● TEXTAUSZUG
>>>>

Die Tagebücher, die er ab 1933 führte, geben Aufschluss über den Alltag. Die folgenden zwölf Jahre lassen sich mit einem einzigen Begriff kennzeichnen: Verlust. Aber dieser Begriff kann kaum andeuten, wie die Klemperers ihren Alltag erlebt, erlitten haben. In den Tagebüchern tauchen regelmäßig Wörter auf, die die Verluste im Einzelnen beschreiben.
Da ist zunächst das Wort Angst. Dass er als Jude nichts Gutes zu erwarten hatte, wussten beide, auch wenn sie sich zunächst nicht vorstellen konnten, wie brutal der propagierte Antisemitismus in die Tat umgesetzt werden würde. Am Anfang stand die Angst vor dem Verlust der materiellen Lebensgrundlage; die Angst vor der Zukunft kam schnell dazu: »Im Augenblick bin ich noch in Sicherheit. Aber wie einer am Galgen in Sicherheit ist, der den Strick um den Hals hat. In jedem Augenblick kann ein neues ›Gesetz‹ den Tritt, auf dem ich stehe, fortstoßen, und dann hänge ich. ... Man ist artfremd oder Jude, wenn ein Teil der Großeltern Jude war. Wie im Spanien des 15. Jahrhunderts, aber damals ging es um den Glauben. Heute ist es Zoologie + Geschäft«, notiert er am 10. April 1933.[1]
Die Angst wird ihn bis 1945 nicht verlassen. Am 8. Februar 1945 schreibt er: »Angst haben alle. Die Juden vor der Gestapo, die sie ermorden könnte vor dem Eintreffen der Russen; die Arier vor den Russen … Jud und Christ fürchten auch gemeinsam die Bombenangriffe.« Trotz der Sympathie, die er und Eva jetzt manchmal erfahren, stimmt auch das: »Im Grunde fürchten wir gar nichts mehr, weil wir ja immerfort, in jeder Stunde alles zu befürchten haben.«
Zunehmend berichten die Tagebücher vom Hunger. Besonders seit Kriegsbeginn leiden sie Mangel an allem. Eva bekommt als Arierin mehr Nahrung, Kleidung usw. zugeteilt, davon geben beide an andere ab. »Die Essnot wird immer qualvoller«, schreibt er am 16. März 1942. Stundenlang ist Eva fast unterwegs, um etwas Essbares aufzutreiben, manchmal ergebnislos. Victor spürt den Hunger auch deshalb so stark, weil die körperliche Arbeit ihn erschöpft. Von April 1943 bis Juni 1944 muss er Zwangsarbeit in Fabriken leisten. Die Nachtarbeit tut seinem Augenleiden überhaupt nicht gut; trotzdem meldet er sich manchmal freiwillig, weil es für Nachtarbeit einige Gramm Fleisch auf Marken gibt.

<<<<

Dateneinträge
>>>>

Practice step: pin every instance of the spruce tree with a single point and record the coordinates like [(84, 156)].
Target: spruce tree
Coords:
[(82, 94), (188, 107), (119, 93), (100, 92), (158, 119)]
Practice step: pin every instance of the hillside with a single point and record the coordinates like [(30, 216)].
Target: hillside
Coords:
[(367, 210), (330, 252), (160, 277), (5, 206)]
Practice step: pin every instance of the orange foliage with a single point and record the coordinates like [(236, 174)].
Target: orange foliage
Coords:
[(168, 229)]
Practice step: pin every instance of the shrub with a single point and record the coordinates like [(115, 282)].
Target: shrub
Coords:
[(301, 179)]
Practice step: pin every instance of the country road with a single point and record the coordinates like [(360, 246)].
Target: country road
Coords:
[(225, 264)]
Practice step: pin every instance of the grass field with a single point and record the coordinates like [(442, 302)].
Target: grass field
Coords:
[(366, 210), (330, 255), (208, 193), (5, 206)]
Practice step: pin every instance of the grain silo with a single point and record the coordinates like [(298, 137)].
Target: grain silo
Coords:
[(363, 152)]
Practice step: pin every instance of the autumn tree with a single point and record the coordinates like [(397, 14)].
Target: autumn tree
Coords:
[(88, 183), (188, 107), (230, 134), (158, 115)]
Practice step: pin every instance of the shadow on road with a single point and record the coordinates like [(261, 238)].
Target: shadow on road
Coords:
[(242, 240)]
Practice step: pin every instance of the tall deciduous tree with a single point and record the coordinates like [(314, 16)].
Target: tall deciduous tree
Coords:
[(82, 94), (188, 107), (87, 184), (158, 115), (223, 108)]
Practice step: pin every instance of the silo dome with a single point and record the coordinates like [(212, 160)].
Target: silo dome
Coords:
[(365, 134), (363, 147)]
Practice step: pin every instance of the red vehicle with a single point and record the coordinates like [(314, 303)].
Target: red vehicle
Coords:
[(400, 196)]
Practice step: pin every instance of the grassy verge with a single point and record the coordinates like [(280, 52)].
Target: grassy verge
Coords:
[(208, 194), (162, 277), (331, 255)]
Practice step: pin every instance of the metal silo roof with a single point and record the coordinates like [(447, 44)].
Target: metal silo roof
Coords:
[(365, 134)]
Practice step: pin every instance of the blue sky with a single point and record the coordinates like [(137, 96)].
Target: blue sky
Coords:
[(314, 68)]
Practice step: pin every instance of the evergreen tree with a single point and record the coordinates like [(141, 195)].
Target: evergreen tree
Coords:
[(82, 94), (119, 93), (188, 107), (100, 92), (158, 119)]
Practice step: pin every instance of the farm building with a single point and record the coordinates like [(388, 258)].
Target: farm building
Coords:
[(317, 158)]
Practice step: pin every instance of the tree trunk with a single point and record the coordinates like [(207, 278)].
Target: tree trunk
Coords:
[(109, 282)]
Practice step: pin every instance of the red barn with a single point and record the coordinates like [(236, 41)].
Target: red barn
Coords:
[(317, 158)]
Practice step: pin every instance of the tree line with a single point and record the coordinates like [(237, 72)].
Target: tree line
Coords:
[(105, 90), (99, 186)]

<<<<

● AUFGABENSTELLUNG 1
Stimmen die folgenden Aussagen mit dem Textauszug überein? Antworte jeweils mit Ja oder Nein und zitiere die entscheidenden Worte wörtlich.
(a) Victor führte seine Tagebücher ab 1933.
(b) Eva bekam als Arierin weniger Nahrung zugeteilt als Victor.
(c) Victor musste von April 1943 bis Juni 1944 in Fabriken Zwangsarbeit leisten.
● AUFGABENSTELLUNG 2
Gib aus dem Textauszug die Passage von „Die Tagebücher, die“ bis einschließlich „im Einzelnen beschreiben.“ wortgetreu wieder.
Die Einträge sind eigenständiges Material und haben mit dem Textauszug nichts zu tun.

● VOLLSTÄNDIGE ANTWORT 1
(a) Ja: „Die Tagebücher, die er ab 1933 führte“
(b) Nein: „Eva bekommt als Arierin mehr Nahrung, Kleidung usw. zugeteilt“
(c) Ja: „Von April 1943 bis Juni 1944 muss er Zwangsarbeit in Fabriken leisten.“

● VOLLSTÄNDIGE ANTWORT 2
Die Tagebücher, die er ab 1933 führte, geben Aufschluss über den Alltag. Die folgenden zwölf Jahre lassen sich mit einem einzigen Begriff kennzeichnen: Verlust. Aber dieser Begriff kann kaum andeuten, wie die Klemperers ihren Alltag erlebt, erlitten haben. In den Tagebüchern tauchen regelmäßig Wörter auf, die die Verluste im Einzelnen beschreiben.